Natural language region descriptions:

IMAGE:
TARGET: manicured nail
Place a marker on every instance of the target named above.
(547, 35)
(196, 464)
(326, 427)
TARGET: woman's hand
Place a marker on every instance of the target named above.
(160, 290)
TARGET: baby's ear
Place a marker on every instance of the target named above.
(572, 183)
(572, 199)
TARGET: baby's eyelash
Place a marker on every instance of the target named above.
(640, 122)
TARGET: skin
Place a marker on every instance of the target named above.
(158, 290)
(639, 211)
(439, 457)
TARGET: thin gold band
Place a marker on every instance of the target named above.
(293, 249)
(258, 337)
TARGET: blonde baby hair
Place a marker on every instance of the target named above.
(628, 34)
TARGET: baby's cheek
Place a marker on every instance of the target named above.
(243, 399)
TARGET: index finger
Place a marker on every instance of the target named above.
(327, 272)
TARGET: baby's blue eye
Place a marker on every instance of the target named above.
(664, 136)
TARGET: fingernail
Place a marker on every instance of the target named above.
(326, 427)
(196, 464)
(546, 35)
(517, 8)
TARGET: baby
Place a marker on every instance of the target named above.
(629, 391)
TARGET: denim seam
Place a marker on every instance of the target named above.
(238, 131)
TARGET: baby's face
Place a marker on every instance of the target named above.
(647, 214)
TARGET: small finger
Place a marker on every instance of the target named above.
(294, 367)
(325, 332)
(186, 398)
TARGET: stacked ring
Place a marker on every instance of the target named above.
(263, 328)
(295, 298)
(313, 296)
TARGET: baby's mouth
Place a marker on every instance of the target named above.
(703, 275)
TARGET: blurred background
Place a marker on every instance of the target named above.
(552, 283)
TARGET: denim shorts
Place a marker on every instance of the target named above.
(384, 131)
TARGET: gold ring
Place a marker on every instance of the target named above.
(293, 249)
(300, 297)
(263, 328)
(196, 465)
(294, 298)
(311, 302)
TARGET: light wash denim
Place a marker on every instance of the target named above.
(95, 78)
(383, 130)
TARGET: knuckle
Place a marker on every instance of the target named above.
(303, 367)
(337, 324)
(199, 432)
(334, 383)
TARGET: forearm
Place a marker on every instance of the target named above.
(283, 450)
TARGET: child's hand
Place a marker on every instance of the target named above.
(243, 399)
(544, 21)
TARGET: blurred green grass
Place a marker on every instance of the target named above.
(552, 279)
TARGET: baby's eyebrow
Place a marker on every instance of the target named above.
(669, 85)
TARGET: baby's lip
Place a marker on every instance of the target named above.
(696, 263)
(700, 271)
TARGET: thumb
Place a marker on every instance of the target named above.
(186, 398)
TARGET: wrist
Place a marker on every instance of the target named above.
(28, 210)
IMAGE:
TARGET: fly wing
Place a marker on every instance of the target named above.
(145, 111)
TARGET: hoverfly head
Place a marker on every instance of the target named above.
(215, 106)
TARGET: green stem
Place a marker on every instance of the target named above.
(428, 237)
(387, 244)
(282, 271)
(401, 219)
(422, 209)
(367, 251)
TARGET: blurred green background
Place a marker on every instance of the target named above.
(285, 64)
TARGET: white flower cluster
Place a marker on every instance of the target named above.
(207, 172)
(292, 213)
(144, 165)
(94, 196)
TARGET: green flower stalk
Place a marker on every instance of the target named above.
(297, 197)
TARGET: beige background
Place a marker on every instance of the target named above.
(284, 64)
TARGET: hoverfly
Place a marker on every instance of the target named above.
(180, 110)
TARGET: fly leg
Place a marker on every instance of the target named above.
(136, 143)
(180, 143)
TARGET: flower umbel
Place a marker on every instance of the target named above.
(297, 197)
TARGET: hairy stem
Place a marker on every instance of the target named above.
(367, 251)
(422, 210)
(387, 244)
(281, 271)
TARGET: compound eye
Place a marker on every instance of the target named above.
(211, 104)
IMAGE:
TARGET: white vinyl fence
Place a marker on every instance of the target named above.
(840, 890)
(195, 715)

--

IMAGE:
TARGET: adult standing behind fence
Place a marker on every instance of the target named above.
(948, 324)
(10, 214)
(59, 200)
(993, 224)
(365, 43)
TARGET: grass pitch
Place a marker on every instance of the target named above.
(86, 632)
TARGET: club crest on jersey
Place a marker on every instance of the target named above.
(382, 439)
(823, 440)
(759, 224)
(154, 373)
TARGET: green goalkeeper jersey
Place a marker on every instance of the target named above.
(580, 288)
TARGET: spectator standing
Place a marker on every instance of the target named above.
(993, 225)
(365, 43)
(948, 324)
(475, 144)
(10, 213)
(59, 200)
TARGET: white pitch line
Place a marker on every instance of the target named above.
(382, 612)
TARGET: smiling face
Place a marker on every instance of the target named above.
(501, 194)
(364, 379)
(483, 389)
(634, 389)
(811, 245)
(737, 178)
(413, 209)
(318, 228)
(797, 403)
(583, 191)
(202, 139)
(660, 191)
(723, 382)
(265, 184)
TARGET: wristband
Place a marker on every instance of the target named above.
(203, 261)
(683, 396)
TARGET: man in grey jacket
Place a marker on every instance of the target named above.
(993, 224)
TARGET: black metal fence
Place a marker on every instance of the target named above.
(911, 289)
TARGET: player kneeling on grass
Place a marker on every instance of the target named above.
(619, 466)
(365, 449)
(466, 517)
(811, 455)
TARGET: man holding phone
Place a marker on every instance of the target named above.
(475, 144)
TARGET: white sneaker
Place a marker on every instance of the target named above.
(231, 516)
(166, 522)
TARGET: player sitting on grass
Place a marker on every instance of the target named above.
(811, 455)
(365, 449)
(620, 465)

| What is being asked |
From the entries above, copy out every line where the string "grass" appears.

| Your response |
TARGET: blurred green grass
TARGET: grass pitch
TARGET: player kneeling on grass
TARGET: player sitting on grass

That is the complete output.